#### What is being asked:
Can you write out the listing below again, switching "dirt driveway" to "gravel driveway" and leaving every other part unchanged? Omit the pictures.

#### Supplied records:
※ ※ ※
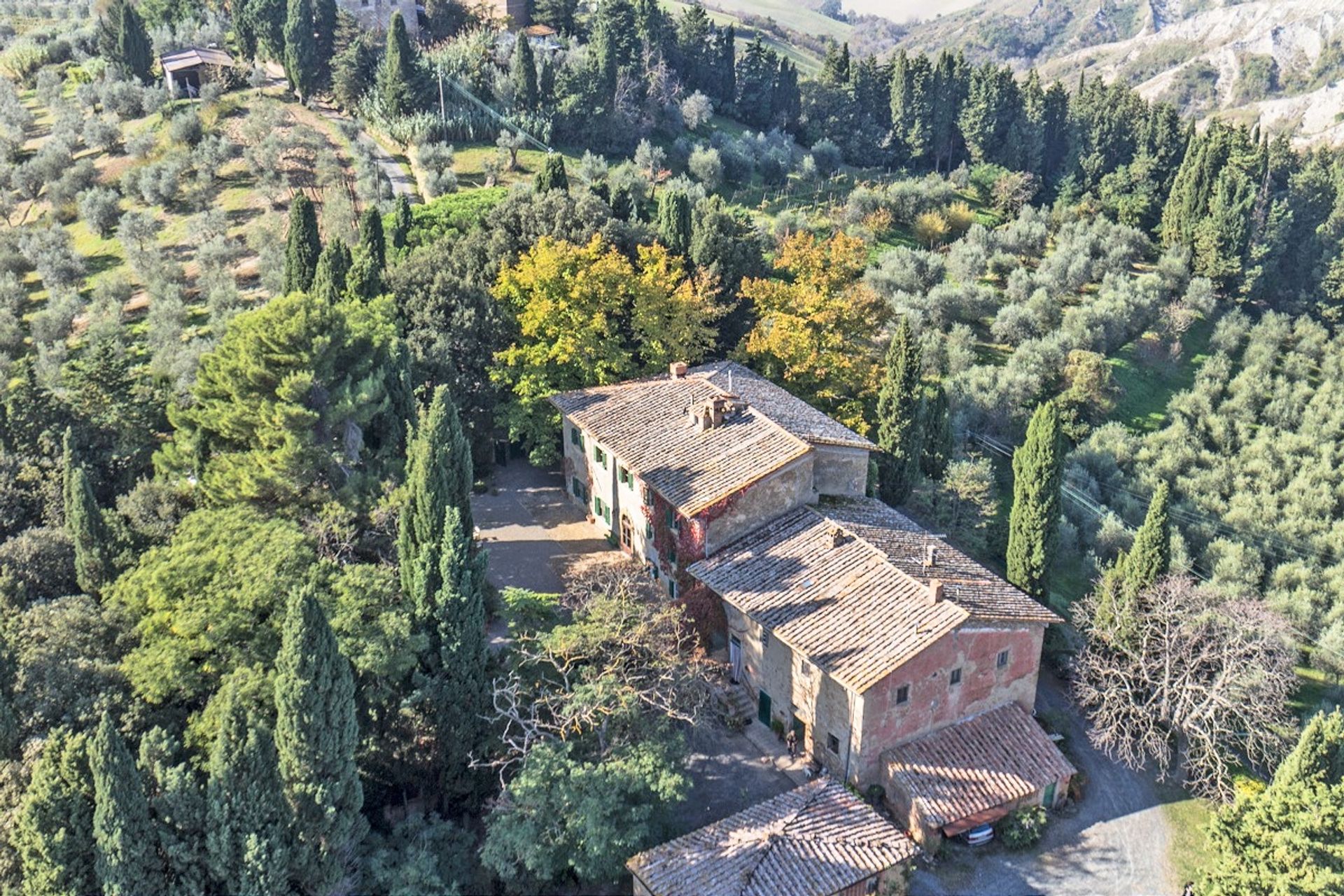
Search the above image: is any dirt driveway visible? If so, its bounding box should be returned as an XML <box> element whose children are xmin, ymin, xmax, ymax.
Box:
<box><xmin>910</xmin><ymin>672</ymin><xmax>1180</xmax><ymax>896</ymax></box>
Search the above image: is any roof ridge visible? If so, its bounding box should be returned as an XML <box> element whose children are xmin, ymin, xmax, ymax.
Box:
<box><xmin>738</xmin><ymin>778</ymin><xmax>827</xmax><ymax>896</ymax></box>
※ ※ ※
#### Output for this exercise:
Search the above image: is any gravel driveway visible? If so, its bounding box should be returned as an XML <box> element whose children are xmin, ymin, xmax, ymax.
Box:
<box><xmin>910</xmin><ymin>672</ymin><xmax>1180</xmax><ymax>896</ymax></box>
Search the above image: is any roof ridge visible? If so, its bounding box should be returned as an XML <box> element whose children are xmin, ymin, xmax, ymax.
Box:
<box><xmin>738</xmin><ymin>778</ymin><xmax>827</xmax><ymax>896</ymax></box>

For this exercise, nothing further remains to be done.